* _What is expected_
Rewrite everything from the start of the listing down to the line containing "x=717 y=380", including that line. Increase every coordinate in the answers by 30 and leave all other text unchanged.
>> Start
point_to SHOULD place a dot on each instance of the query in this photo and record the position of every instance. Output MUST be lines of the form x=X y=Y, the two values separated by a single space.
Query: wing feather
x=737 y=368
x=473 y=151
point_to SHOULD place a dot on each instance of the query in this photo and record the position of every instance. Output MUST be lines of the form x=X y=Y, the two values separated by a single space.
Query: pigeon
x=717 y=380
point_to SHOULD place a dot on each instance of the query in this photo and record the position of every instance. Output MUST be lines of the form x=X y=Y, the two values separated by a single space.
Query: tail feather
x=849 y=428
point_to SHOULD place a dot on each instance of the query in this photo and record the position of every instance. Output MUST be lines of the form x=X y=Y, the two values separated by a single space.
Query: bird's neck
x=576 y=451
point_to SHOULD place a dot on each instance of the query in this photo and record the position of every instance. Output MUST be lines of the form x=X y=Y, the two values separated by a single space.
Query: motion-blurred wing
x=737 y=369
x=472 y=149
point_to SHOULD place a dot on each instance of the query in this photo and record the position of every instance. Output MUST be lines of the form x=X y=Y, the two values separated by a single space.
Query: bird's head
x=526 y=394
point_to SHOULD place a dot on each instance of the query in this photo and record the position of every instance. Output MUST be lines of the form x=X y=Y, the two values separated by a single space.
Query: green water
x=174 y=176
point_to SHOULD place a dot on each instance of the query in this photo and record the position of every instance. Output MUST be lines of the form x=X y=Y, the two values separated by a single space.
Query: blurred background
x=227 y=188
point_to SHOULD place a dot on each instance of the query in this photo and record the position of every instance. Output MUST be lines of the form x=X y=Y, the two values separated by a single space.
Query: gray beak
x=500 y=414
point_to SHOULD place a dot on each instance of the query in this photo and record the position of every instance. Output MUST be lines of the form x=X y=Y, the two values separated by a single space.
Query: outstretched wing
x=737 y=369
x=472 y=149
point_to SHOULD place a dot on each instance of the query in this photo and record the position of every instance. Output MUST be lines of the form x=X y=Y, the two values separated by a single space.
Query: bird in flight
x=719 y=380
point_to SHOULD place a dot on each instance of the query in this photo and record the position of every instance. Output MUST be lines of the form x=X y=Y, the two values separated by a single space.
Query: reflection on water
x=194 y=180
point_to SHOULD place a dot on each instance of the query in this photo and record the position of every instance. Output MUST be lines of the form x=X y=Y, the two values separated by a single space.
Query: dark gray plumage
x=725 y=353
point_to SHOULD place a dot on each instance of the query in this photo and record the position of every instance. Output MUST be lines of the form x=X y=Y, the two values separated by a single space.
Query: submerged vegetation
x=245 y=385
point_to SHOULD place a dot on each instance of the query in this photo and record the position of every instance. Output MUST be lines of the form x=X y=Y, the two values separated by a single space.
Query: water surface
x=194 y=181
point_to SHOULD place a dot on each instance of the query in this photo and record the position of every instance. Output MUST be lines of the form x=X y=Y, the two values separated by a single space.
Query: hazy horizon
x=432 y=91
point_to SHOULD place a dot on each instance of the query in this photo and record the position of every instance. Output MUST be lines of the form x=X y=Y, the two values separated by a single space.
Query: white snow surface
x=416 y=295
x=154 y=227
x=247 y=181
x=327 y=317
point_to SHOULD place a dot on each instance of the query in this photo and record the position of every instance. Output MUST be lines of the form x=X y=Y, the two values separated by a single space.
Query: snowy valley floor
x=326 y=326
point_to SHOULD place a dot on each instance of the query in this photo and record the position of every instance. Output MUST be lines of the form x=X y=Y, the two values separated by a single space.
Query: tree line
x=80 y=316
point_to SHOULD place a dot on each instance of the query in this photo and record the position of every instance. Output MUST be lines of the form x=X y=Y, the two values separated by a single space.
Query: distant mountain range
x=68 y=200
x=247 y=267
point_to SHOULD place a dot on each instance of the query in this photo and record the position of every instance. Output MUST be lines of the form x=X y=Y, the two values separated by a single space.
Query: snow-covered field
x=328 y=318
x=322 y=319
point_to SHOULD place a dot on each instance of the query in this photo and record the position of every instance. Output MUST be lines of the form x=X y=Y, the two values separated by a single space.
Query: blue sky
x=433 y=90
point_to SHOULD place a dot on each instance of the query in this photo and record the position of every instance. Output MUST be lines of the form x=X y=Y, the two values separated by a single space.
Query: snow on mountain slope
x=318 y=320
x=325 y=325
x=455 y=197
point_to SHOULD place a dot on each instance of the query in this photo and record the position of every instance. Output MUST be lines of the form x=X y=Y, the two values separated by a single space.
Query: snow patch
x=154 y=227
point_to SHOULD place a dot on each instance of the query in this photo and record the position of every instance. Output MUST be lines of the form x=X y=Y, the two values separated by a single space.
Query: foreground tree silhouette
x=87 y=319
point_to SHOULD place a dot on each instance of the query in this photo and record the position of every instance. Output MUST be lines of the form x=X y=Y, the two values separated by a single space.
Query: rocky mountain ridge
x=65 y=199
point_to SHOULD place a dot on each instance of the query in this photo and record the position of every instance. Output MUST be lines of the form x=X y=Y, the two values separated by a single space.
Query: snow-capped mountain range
>> End
* _Final answer_
point_to SHOULD place a dot on each instance of the query in this photo and record the position of every instance. Output MUST be lines of the form x=X y=Y, the two values separated by a single space.
Query: wing feather
x=767 y=398
x=503 y=181
point_to SHOULD place a dot on each instance of the query in this photo and record the position of every instance. Output MUST be lines of the form x=X y=Y, the two values separated by a single space.
Query: pigeon
x=747 y=410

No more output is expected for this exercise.